| Required action 1 |
In the fat burner ingredient review, what is white willow bark standardized for?
| Required action 2 |
Resume the fat burner ingredient review, picking up right after its final sentence.

| Given text |
Coffee bean extract: In this case, it’s standardized for caffeine, an ingredient common to most thermogenics on the market today. While caffeine has demonstrated, albeit mild weight loss effects (see Am J Clin Nutr. 1989 Jan;49(1):44-50, Am J Clin Nutr. 1980 May;33(5):989-97), it’s often added to provide a much needed “boost” of energy.
Ginger (Root) Powder: Ginger contains gingerols, which are chemically related to capsaicin. It does demonstrate some mild thermogenic and metabolism-boosting characteristics, although compliance to high dosage is likely necessary.
Some small animal studies performed on zingerone (a component of ginger) have been positive for weight loss (Yakugaku Zasshi. 2008 Aug;128(8):1195-201) albeit the dosage used (170 mg/kg) is very high and even when converted to a Human Equivalent Dose (or HED) means it’s unlikely anything but a dedicated ginger product will offer a dose strong enough to elicit any effect.
Ginger also seems to accelerate gastric emptying… the opposite of the sort of thing dieters want (Eur J Gastroenterol Hepatol. 2008 May;20(5):436-40).
Kola seed extract (12% caffeine): Riddle me this… what’s the point of using many different sources of “natural” caffeine when the sources it is drawn from offers no additional benefits to the consumer? The answer is… none. But it looks a lot more impressive on the label.
White Willow Bark powder: A standard ingredient in herbal versions of the old ephedra, caffeine, aspirin stack, white willow is standardized for salicin, a natural anti-inflammatory. It was thought to improve the efficiency of the E/C/A stack, although there is little evidence to support this claim. And there is no evidence it provides any weight loss benefit when included in an ephedra-free product.
Cocoa seed extract (4% theobromine): Theobromine is a “xanthine” like caffeine, and a stimulant, although not as potent as its cousin. And while there have been studies validating caffeine’s thermogenic effects (see Am J Clin Nutr. 1989 Jan;49(1):44-50, Am J Clin Nutr. 1980 May;33(5):989-97) no such evidence exists to suggest theobromine offers similar benefits.
Jujube (Seed) Extract extract: Normally used in Chinese traditional medicine to treat insomnia and anxiety, there is some evidence to support this.
It’s not uncommon to find ingredients that offer sedative effects in stimulant based fat burners like this one.

| Source data |
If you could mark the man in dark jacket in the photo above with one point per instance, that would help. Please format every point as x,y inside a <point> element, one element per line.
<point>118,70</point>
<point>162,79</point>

| Task output 1 |
Salicin, a natural anti-inflammatory.

| Task output 2 |
Schisandra (Fruit) Extract: An adaptogen like ginseng, and one of the principal therapeutic plants (wǔ wèi zi) in Chinese traditional medicine.
Chinese Skullcap: Contains a number of flavanoids, including baicalin for which it is standardized in this product.
Although we can’t be sure what role baicalin plays here, it is likely as an antioxidant. Other evidence suggests it has anti-cancer properties.
And there you have it; the complete ingredients profile of Jillian Michael’s Maximum Strength Calorie Control.
So what’s the bottom line on this product?
Basically, what you’ve got is the combination of yerba mate, guarana and damiana (YGD) shown to be helpful in a single, small study (again, whether it’s included at the appropriate dose is up for discussion) and caffeine, a moderately useful but inexpensive ingredient (everything else is likely to be under-dosed, and serves no real purpose other than to “spice up” the label).
The issue then is not whether this product offers any value (clearly it does, although I’ve never received feedback from a single person who found the YGD combo delivered dramatic appetite suppressing effects).
No, the issue is whether it offers good value for the money.
Even though the product is now heavily discounted, it’s still a very ordinary, unremarkable product (the YGD combination has been used in products for years!). There is absolutely nothing here to justify a purchase… except Jillian’s endorsement, of course (and Jillian’s 15 minutes of fame are just about up, as far as I’m concerned).